SOURCE TEXT
____________________

Nuclear medicine firm UltraSPECT is touting study results that suggest its wide-beam reconstruction (WBR) technology reduces the required radiopharmaceutical dose and image acquisition time by 50% for SPECT myocardial perfusion imaging, when compared with conventional techniques.
The study was published in the March-April 2011 issue of the Journal of Nuclear Cardiology.
Researchers at St. Luke's-Roosevelt Hospital and Columbia University College of Physicians and Surgeons found that with either half the dose of technetium-99m sestamibi or half the acquisition time, WBR resulted in image quality superior to image processing with a technique based on ordered subset expectation maximization (OSEM).
The study evaluated images from 156 patients undergoing myocardial perfusion SPECT with a standard full-time acquisition protocol processed with routine OSEM methods. The same 156 patients underwent half-time acquisition, and the data were processed with the WBR algorithm.
A second study group of 160 patients received half of the standard radiopharmaceutical dose, with images acquired for the full standard acquisition time. These images were processed using WBR only.
Overall, WBR half-time and half-dose image quality was judged as superior to OSEM image quality in both segments of the study. There was no statistically significant difference between the two SPECT protocols in identifying the extent or severity of perfusion defects.

____________________

EXERCISE DATA
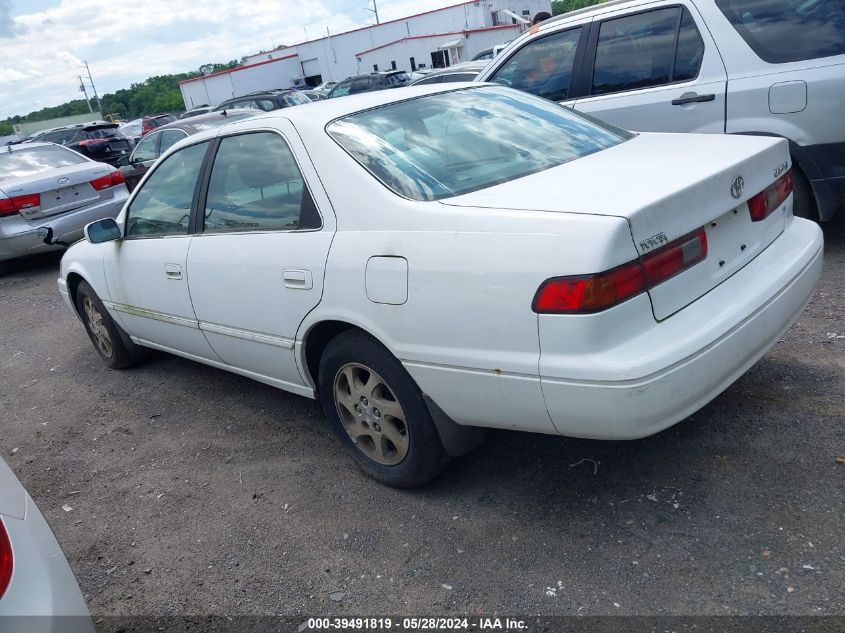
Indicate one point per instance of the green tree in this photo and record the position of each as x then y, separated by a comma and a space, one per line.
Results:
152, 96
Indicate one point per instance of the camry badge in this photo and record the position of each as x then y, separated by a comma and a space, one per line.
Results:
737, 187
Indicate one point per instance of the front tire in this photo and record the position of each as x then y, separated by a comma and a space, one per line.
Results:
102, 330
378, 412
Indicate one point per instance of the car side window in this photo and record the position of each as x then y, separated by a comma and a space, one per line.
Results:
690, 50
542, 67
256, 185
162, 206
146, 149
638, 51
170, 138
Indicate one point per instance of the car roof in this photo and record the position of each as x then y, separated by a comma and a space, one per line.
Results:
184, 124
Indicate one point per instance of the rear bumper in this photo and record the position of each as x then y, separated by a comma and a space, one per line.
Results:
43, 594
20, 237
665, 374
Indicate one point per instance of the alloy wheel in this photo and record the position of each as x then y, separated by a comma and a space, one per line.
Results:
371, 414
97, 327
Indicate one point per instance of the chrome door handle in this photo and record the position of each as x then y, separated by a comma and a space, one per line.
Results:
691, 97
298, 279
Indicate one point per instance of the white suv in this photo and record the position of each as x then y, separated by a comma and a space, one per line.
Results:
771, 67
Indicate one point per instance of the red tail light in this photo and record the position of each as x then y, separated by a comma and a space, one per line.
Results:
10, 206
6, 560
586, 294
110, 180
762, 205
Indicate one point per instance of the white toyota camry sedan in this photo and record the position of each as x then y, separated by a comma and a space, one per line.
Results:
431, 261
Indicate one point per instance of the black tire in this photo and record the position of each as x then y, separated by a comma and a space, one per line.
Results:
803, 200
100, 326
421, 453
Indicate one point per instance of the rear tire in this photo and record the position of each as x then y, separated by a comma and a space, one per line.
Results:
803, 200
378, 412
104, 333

____________________

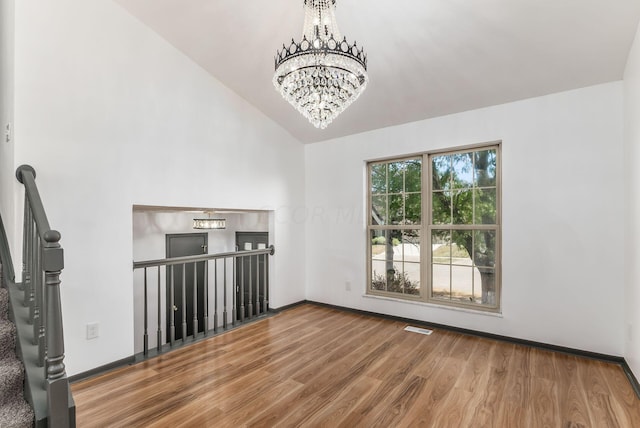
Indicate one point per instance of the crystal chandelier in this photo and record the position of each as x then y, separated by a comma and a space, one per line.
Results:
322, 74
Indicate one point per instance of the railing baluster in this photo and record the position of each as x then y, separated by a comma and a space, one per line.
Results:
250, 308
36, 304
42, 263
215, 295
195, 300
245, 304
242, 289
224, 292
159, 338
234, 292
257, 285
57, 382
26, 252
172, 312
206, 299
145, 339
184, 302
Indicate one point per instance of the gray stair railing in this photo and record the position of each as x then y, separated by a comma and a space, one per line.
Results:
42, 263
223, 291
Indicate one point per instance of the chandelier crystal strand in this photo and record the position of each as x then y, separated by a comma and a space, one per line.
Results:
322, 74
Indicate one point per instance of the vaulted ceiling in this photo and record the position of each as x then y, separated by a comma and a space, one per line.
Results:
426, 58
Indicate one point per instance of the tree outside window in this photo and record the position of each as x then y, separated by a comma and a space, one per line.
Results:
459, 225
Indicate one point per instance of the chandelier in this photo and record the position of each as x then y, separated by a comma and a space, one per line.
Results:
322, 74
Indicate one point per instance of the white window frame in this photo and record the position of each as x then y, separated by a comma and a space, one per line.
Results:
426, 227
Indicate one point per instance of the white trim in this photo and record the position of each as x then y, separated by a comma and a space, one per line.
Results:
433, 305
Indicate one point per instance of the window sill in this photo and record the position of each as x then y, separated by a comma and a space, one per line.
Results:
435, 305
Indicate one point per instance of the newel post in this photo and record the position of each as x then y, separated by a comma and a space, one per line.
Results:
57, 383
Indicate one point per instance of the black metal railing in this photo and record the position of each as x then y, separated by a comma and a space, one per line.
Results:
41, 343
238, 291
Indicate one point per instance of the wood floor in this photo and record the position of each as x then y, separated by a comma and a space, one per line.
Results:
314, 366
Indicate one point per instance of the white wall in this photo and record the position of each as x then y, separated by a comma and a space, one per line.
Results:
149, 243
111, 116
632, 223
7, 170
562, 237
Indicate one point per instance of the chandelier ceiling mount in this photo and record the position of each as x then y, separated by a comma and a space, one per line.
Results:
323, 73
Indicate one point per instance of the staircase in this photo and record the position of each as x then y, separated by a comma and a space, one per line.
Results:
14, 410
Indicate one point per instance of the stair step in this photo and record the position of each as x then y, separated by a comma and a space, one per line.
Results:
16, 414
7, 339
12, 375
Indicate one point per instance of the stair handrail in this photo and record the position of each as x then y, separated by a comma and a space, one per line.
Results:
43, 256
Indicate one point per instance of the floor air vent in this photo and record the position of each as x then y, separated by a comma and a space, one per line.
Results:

____________________

WORK TO COMPLETE
(A) Extract the passage of the WBR study text from "A second study" up to and including "of perfusion defects.", copying it word for word.
(B) According to the WBR study text, how many patients were in the second study group, the one that received half of the standard radiopharmaceutical dose?
The records have no connection to the WBR study text.

PER-TASK ANSWERS
(A)
A second study group of 160 patients received half of the standard radiopharmaceutical dose, with images acquired for the full standard acquisition time. These images were processed using WBR only.
Overall, WBR half-time and half-dose image quality was judged as superior to OSEM image quality in both segments of the study. There was no statistically significant difference between the two SPECT protocols in identifying the extent or severity of perfusion defects.

(B) 160 patients.